(Supplied passage begins)

I’ve no idea why I wrote l, not even close to h on the kb.
Helen McCall
Dear Anders,
Wait till you get to my age. Then you will find you make far more of these little errors. Errors like this which I have made on this discussion, and subsequently spotted, have included; leaving the “r” out of “matrices” to read “matices”, and unfortunately calling Eben Upton “Eben Upjohn”! I call these “Senior Moments”.
Givi
Hi,
Is it possible to attach a “Raspberry Pi AI HAT+” and a “SSD NVMe.2” to a RPi-5 by at the same time, by utilising a “GeeekPi Dual FPC PCIe HAT”? How much performance degredation can you expect? Or is there a better way to do that?
Many Thanks.
Helen McCall
Dear Givi,
The product brief for the AI Hat+ does not give its power requirements. The current requirement is going to be very much larger than for an SSD. Couple this fact to the AI Hat+ automatically switching the PCIe bus to PCIe3, which will probably increase the current draw of the SSD appreciably, and you should be able to see that this combination is quite likely to go over the Pi5 power budget. I wouldn’t like to guess what problems any such current shortfall would cause. I can only say that I wouldn’t attempt it myself. A better option would be to use two Pi5 computers, one for the workstation with SSD, and the other as a headless server with the AI Hat+. I like to err on the side of caution, though I accept you might be more willing to live dangerously. ;-)
Givi
Hi Helen,
Thank you for your kind response and good advice. The power issue wasn’t somethinig I was thinking about at all. So, what if I use the “Raspberry Pi 5 AI Kit” instead of “AI Hat+”, would that make it any better or less power consumption?
Thank you.

(Supplied passage ends)
(Provided material begins)

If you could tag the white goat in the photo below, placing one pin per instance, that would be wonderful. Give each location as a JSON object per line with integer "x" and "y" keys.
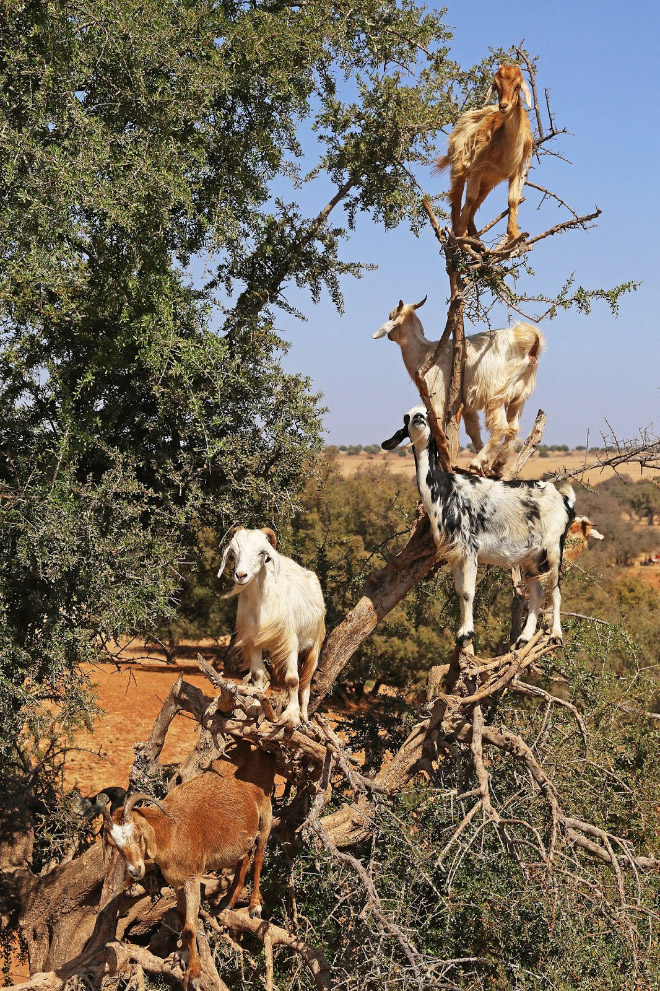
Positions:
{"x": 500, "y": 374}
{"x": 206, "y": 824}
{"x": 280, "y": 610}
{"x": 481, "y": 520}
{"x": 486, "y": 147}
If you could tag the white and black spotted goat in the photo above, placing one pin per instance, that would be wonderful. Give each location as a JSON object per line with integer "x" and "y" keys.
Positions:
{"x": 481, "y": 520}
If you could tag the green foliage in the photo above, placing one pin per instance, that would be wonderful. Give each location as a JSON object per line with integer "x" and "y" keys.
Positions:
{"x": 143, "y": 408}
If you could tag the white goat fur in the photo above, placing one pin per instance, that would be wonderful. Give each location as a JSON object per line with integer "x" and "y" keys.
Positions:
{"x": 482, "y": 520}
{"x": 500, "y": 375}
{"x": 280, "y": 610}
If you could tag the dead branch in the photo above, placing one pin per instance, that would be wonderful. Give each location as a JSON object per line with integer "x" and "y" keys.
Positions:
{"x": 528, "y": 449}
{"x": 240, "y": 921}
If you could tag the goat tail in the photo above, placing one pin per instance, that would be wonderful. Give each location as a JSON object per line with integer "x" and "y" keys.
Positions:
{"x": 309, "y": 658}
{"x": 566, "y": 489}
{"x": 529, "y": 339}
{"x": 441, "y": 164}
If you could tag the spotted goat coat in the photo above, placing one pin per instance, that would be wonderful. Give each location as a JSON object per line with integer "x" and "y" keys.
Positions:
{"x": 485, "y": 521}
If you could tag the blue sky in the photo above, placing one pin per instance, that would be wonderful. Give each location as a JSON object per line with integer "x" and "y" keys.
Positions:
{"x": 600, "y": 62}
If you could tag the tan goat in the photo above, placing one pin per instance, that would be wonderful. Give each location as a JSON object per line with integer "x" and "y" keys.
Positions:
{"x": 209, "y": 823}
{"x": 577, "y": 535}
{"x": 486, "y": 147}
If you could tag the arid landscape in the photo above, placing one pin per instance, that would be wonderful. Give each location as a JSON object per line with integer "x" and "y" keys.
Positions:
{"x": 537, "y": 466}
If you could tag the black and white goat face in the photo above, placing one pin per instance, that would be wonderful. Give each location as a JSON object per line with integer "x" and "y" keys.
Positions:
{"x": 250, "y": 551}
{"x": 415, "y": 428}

(Provided material ends)
(Provided material begins)

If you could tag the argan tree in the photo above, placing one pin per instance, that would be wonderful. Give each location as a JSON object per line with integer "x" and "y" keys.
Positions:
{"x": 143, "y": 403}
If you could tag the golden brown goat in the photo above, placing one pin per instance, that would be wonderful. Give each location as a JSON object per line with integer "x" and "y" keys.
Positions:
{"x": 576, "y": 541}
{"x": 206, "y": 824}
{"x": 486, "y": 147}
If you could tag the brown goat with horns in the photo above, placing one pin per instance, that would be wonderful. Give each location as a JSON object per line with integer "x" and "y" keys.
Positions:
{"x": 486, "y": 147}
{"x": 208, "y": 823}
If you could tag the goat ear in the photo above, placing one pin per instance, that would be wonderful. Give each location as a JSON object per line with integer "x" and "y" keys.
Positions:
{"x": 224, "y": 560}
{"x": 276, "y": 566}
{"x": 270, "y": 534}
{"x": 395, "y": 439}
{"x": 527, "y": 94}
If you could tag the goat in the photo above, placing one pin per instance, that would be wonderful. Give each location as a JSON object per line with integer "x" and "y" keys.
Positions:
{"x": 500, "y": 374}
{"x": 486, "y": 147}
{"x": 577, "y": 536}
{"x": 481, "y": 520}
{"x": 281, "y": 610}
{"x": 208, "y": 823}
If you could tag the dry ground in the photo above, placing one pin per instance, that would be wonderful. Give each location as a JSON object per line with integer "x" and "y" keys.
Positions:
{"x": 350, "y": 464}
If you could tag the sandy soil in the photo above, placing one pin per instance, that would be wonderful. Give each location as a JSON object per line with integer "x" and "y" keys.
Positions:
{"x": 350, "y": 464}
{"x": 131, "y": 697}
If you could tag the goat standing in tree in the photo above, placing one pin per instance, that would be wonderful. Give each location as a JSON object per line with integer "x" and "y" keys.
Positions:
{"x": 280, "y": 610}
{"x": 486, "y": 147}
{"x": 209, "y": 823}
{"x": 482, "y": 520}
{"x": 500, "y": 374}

(Provided material ends)

Assigned task:
In the Raspberry Pi discussion, what setup does Helen McCall recommend instead of attaching the AI Hat+ and an SSD to one Pi 5?

Response to the task:
Two Pi5 computers: one as a workstation with the SSD, and the other as a headless server with the AI Hat+.